■ Document extract
((
Yeah, I’m missing what the big deal is here.  If you’re talking about your 
border router to your upstream, why would you allow outbound traffic with 
source IPs outside your IP blocks?  Allow your IPs, block the rest.

If you’re talking about other routers within your network and are wanting to 
stop the traffic at the source, it could get more complicated since I assume we 
all use some private IP space within our networks for various purposes mostly 
management addresses on network equipment.

Dennis mentions customer IPs, if you route customer blocks those would also be 
allowed, based on an LOA.


From: Dennis Burgess 
Sent: Monday, January 12, 2015 10:43 AM
To: [email protected] 
Subject: Re: [AFMUG] BCP38

Very simple.  In MT we do an address list of all valid subnets behind the core 
routers, this would include any prefixes that you own or use, plus any BGP 
prefixes learned from your customers.  Then a simple, out interface (internet) 
drop if its not SRCed from that list.  Not exactly IP tables, but there ya go..
))
Outline records:
((
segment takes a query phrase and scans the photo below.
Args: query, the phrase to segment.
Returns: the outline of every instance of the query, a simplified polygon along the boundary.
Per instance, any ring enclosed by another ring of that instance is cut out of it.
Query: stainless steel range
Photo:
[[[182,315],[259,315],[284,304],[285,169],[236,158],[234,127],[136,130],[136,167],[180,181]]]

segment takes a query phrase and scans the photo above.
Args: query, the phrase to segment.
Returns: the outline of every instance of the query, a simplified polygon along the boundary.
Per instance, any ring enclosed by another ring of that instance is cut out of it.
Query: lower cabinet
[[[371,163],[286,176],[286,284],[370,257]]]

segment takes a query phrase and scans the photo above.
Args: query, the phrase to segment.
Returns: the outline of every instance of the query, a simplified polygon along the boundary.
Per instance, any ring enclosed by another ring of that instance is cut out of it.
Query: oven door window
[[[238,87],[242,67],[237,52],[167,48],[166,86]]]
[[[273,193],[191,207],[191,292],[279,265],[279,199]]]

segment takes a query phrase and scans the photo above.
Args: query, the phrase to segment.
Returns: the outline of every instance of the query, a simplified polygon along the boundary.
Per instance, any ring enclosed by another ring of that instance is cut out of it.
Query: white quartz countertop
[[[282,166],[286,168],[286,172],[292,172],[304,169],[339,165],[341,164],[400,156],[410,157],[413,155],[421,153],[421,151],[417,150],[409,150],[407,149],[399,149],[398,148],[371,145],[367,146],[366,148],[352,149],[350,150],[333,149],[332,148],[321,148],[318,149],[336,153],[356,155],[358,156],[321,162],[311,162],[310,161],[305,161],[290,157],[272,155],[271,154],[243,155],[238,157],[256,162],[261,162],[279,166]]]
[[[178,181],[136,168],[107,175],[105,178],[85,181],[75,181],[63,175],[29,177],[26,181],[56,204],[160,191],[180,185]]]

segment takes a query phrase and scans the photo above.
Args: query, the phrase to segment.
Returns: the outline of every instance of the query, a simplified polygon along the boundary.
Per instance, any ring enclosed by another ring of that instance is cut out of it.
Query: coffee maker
))
■ Problems to solve
A - Translate this sentence from the BCP38 email thread into Spanish: "Allow your IPs, block the rest."
B - Extend the BCP38 email thread past its final sentence.
The records are not needed for any of the tasks.

■ Results for each task
A - Permite tus IP y bloquea el resto.

B -
 

Dennis Burgess, CTO, Link Technologies, Inc.

[email protected] – 314-735-0270 – www.linktechs.net

 

From: Af [mailto:[email protected]] On Behalf Of Sean Heskett
Sent: Monday, January 12, 2015 10:25 AM
To: [email protected]
Subject: Re: [AFMUG] BCP38

 

Hey Mike,

 

Would you be willing to post an iptables statement that would drop this traffic?

 

Thanks,

Sean



On Monday, January 12, 2015, Mike Hammett <[email protected]> wrote:

http://www.bcp38.info/index.php/Main_Page

Make sure you implement this in your networks. Drop all outbound traffic to 
your upstream that is not from valid public IP space.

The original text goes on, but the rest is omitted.